Exercise details: Arrange everything in the entries below, from the line containing "Target: boy in yellow jersey" down to the last line, as a numbered list, leaving out any blank lines.

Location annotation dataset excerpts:
★ ★ ★ ★ ★

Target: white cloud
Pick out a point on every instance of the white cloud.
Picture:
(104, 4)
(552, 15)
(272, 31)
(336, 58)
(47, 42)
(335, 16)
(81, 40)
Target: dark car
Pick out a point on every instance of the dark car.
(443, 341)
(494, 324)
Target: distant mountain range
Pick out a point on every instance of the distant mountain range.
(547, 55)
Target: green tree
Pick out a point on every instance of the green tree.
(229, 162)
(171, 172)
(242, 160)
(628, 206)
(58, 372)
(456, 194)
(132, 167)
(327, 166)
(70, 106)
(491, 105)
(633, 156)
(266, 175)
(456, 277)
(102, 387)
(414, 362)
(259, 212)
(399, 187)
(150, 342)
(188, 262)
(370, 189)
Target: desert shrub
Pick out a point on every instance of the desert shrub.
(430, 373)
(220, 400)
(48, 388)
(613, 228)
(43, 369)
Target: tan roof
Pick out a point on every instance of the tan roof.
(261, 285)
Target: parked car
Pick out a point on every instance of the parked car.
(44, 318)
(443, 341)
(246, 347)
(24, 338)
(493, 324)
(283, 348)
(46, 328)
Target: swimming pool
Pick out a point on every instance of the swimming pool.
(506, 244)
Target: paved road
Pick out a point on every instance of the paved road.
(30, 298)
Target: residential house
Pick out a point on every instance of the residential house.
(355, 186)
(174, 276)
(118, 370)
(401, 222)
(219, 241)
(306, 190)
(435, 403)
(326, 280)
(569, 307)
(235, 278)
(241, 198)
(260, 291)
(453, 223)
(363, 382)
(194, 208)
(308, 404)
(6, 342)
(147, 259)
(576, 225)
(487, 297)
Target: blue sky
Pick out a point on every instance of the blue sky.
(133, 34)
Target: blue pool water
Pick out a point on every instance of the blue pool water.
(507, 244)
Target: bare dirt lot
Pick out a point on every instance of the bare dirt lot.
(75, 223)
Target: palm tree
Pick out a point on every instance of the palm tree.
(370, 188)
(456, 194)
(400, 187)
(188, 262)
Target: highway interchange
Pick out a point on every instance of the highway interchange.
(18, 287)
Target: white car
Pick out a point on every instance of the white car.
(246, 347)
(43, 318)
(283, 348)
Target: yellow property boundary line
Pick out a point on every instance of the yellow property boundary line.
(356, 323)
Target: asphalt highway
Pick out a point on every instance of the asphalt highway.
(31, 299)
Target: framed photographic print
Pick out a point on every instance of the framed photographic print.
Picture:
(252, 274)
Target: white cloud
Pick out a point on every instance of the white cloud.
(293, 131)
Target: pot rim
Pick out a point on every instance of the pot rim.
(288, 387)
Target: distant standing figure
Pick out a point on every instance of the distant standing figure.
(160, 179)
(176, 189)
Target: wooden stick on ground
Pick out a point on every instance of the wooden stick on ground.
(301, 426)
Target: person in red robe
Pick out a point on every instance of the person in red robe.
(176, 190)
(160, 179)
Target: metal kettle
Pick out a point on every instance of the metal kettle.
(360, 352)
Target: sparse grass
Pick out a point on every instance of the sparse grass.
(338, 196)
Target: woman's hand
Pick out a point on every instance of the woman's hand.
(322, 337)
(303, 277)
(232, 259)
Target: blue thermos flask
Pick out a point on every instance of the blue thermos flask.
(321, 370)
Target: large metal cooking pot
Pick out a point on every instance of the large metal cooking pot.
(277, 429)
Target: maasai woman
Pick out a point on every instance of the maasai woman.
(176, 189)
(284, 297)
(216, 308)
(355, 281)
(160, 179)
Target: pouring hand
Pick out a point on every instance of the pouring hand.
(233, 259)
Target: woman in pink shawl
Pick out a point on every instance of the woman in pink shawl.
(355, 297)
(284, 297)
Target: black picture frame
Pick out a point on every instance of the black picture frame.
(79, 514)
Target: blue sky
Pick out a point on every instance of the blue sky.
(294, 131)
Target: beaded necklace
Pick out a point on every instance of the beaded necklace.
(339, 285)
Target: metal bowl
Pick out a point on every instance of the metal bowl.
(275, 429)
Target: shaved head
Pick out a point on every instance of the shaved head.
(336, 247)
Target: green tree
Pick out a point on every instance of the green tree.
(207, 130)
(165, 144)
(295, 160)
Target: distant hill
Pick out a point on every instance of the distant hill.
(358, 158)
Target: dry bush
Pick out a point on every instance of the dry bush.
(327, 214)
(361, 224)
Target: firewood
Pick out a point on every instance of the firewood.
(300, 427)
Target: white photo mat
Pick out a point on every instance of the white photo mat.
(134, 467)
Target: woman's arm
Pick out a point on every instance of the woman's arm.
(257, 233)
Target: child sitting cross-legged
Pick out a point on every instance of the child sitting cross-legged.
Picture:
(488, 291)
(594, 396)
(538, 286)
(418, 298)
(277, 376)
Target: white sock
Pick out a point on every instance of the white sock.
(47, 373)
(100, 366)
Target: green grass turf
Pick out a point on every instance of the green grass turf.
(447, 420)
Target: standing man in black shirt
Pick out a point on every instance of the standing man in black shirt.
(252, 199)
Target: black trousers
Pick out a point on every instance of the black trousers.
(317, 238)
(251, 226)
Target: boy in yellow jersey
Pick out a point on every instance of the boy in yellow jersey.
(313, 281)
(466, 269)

★ ★ ★ ★ ★

Solved problem:
1. Target: boy in yellow jersey
2. Pick out a point on every instance of the boy in yellow jersey.
3. (313, 281)
4. (466, 269)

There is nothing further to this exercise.